• Challenge A: From the section on calculating dietary greenhouse gas emissions, extract the passage from "The method for creating the database was" to "fish into account.", copying it word for word.
• Challenge B: Write what comes next in the section on calculating dietary greenhouse gas emissions, beginning right after its final sentence.

• Supplied text:
· · · · · · ·
2.5. Calculation of dietary GHGE

To estimate the GHGE of meals, we developed a database of GHGE per food weight (g-CO₂ eq/g) for each of the foods in the STFCJ.

The method for creating the database was similar to the method described by Sugimoto et al. (2021) for creating the database for the production price-based Global Link Input–Output (GLIO) model. In their study, Sugimoto et al. (2021) created databases using three methods and compared them, and stated that the production price-based GLIO model method might be more valid than the other methods (literature-based method and consumption price-based GLIO model method).

Given the use of retailers’ meals in this study, many processed foods were not included in the STFCJ, and it was not possible to distinguish between cultured and natural fish. Therefore, we developed a new database with the aim of creating data for foods not listed in the STFCJ and data that take the production ratio of cultured and natural fish into account.

The method for creating the database has been described in detail by Sugimoto et al. (2021). Briefly, the database was developed through the following steps:

Step 1—Collection of unit production cost data: Collect unit production cost data for food commodities from the Table of Domestic Products (TDP) by Sector and Commodity 2005 (Japanese Ministry of Internal Affairs and Communications, 2005a).

Step 2—Supplementation of unit production cost data: For commodities for which unit production costs could not be collected in Step 1, data on production volume and production value were collected from national statistical data to calculate unit production costs. The statistical data used in this study are listed in Supplementary Table 2. For commodities for which unit production costs could not be collected in Step 1, data on production volume and production value were collected from national statistical data to calculate unit production costs (Japanese Ministry of Internal Affairs and Communications, 2005b; Japanese Ministry of Agriculture, Forestry and Fisheries, 2005a,b,c,d,e,f).

Step 3—Linking foods in the STFCJ to commodities in the TDP: For all foods in the STFCJ and all foods used in meals in this study, the food commodities in the TDP were linked. The rules for this link are based on those of Sugimoto et al. (2021).
· · · · · · ·
(Items from a dataset)
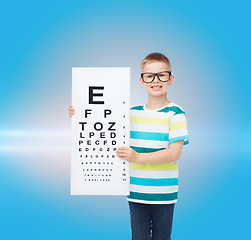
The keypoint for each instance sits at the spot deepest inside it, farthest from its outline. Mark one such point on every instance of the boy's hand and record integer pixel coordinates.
(128, 154)
(71, 110)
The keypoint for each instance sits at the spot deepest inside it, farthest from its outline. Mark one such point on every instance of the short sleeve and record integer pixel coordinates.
(178, 128)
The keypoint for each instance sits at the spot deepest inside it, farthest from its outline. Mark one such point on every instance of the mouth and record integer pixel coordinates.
(156, 87)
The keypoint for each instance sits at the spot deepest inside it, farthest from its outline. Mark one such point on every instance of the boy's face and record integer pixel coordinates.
(156, 67)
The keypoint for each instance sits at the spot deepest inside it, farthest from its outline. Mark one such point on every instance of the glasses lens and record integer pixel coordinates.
(148, 77)
(164, 76)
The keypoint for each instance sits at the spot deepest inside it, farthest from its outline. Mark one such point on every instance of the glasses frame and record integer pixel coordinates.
(154, 75)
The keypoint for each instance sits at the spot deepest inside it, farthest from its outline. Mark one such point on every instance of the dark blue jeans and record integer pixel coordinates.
(151, 221)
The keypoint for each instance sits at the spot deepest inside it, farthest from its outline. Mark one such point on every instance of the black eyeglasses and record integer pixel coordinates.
(163, 76)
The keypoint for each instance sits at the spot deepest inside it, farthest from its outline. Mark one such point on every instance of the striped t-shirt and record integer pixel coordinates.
(151, 131)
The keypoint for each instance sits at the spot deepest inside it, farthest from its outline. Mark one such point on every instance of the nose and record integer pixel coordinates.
(155, 78)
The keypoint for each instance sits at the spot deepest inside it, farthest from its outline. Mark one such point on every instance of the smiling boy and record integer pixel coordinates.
(158, 133)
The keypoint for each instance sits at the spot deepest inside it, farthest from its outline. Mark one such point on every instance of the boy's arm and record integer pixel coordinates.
(171, 154)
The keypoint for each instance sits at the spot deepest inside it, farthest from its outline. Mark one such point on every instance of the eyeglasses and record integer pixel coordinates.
(162, 76)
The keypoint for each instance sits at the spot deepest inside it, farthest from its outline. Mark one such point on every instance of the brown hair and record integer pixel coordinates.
(155, 57)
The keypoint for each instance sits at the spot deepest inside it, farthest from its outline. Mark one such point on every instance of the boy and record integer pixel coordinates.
(158, 131)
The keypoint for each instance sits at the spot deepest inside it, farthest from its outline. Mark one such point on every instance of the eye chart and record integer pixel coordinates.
(101, 124)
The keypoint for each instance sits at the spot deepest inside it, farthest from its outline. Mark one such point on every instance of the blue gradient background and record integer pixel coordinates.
(208, 44)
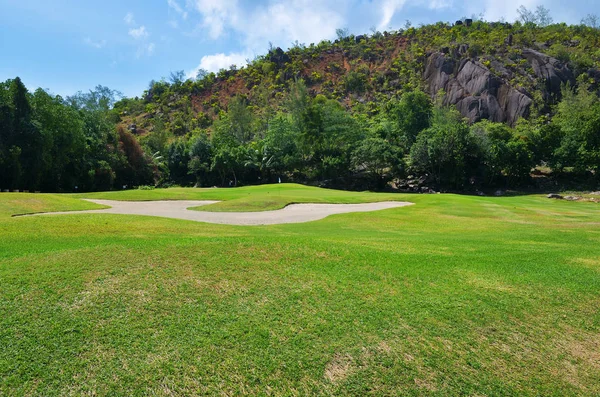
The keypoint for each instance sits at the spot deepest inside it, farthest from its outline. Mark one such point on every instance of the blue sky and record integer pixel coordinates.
(67, 46)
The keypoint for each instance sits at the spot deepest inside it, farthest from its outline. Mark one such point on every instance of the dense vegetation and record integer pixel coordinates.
(354, 113)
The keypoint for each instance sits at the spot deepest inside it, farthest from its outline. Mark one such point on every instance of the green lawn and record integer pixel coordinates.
(456, 295)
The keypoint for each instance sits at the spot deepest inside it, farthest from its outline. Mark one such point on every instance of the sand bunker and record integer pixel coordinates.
(293, 213)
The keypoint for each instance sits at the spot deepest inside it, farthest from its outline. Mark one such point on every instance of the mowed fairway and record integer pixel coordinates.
(455, 295)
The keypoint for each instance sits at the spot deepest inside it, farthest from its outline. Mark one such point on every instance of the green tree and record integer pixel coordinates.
(379, 158)
(200, 158)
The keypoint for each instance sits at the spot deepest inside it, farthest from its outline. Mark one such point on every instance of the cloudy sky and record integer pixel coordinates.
(71, 45)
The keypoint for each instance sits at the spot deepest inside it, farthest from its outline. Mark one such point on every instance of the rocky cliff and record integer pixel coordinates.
(479, 93)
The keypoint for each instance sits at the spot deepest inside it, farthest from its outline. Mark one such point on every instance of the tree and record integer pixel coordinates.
(379, 158)
(412, 115)
(200, 158)
(541, 16)
(578, 117)
(444, 150)
(526, 16)
(592, 21)
(342, 33)
(177, 78)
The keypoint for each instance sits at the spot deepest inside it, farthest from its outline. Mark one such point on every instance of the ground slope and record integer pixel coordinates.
(452, 296)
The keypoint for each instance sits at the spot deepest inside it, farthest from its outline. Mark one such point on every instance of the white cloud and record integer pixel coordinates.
(95, 44)
(177, 8)
(213, 63)
(217, 14)
(145, 50)
(281, 21)
(139, 33)
(388, 10)
(439, 4)
(129, 20)
(307, 21)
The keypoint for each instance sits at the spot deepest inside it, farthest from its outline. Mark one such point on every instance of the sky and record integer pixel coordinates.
(66, 46)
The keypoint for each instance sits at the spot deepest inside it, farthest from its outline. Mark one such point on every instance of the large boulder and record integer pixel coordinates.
· · · · · · ·
• Result A:
The method for creating the database was similar to the method described by Sugimoto et al. (2021) for creating the database for the production price-based Global Link Input–Output (GLIO) model. In their study, Sugimoto et al. (2021) created databases using three methods and compared them, and stated that the production price-based GLIO model method might be more valid than the other methods (literature-based method and consumption price-based GLIO model method).

Given the use of retailers’ meals in this study, many processed foods were not included in the STFCJ, and it was not possible to distinguish between cultured and natural fish. Therefore, we developed a new database with the aim of creating data for foods not listed in the STFCJ and data that take the production ratio of cultured and natural fish into account.

• Result B:
Step 4—Calculation of unadjusted GHGE: The unit cost of the linked commodities was multiplied by the emission intensity of the commodities to obtain the GHGE (g-CO₂ eq/g) per food weight for each food product. The emission intensity was obtained by downloading the GLIO model values from the website of the Embodied Energy and Emission Intensity Data for Japan Using Input–Output Tables (National Institute for Environmental Studies, 2012). Nansai et al. (2012) have described a method for setting emission intensity.

Step 5—Calculation of the adjusted GHGE: The GHGE obtained in Step 4 was adjusted according to the food disposal and weight change rates. The disposal rate and weight change rates were obtained from the STFCJ.

In particular, the following special measures were used for foods in the STFCJ tied to multiple commodities:

• Chestnuts: For the two commodities tied to fruit and forestry specialties, the average GHGE was used.

• Leachate (tea, coffee): Adjusted GHGE values based on the ingredients (e.g., tea leaves) and water content in the STFCJ were used. For example, according to the STFCJ, green tea leachate can be prepared using 10 g of tea leaves in 430 mL of hot water. Therefore, the GHGE value of “green tea leachate” was determined by taking the average GHGE of “green tea (TDP commodity code 1129011101)” multiplied by 10/440 and the GHGE of “green tea beverage (TDP commodity code 1129021301).” Sugimoto et al. (2021) applied this method for tea and coffee, and it was also used for dashi (Japanese soup stock) in this study.

• Processed food: The GHGE was calculated assuming that the food was made from the ingredients. In this study, the recipes for processed foods in the STFCJ were used as a reference. Based on the total weight of the processed food, the GHGE per unit weight of processed food (g-CO₂ eq/g) was calculated.

• Fish and seaweed: Some fish and seaweed are tied to two or more of the following sectors in Step 3: marine fisheries, inland fisheries, marine aquaculture, and inland aquaculture. Sugimoto et al. (2021) used average GHGE values for multiple commodities. However, several fish species were biased toward one type of fishery. Therefore, in this study, the ratio of production for each type of fishery was determined and used to adjust the GHGE values. For example, “yellowtail” was tied to two commodities: “yellowtail (TDP commodities code 171011112)” for marine fishery and “yellowtail (TDP commodity code 311041102)” for marine aquaculture, with a 3:7 production ratio between these two items (Japanese Ministry of Agriculture, Forestry and Fisheries, 2005d). Therefore, the GHGE value for “yellowtail” was determined as the GHGE of “yellowtail” in marine fishery × 0.3 + the GHGE of “yellowtail” in marine aquaculture × 0.7. Adjustments were made for horse mackerel, ayu, carp, eel, salmon, flounder, pufferfish, yellowtail, bora, scallops, other shellfish, prawn, kelp, wakame seaweed, and other seaweed.

In addition to the GLIO model, the emission intensity of 3EID (Embodied Energy and Emission Intensity Data for Japan Using Input–Output Tables) is available. The most recent update of the GLIO model was in 2005, which is older than the 3EID model, which was updated in 2015. However, the 3EID assumes that all food is produced domestically, whereas the GLIO model can account for food production systems outside Japan in its calculations. Because Japan relies on imports for food (Japanese Ministry of Agriculture, Forestry and Fisheries, 2021) and it has been reported that the GHGE load of food varies widely by country of production (Clune et al., 2017), the emission intensity of the GLIO model was used in this study.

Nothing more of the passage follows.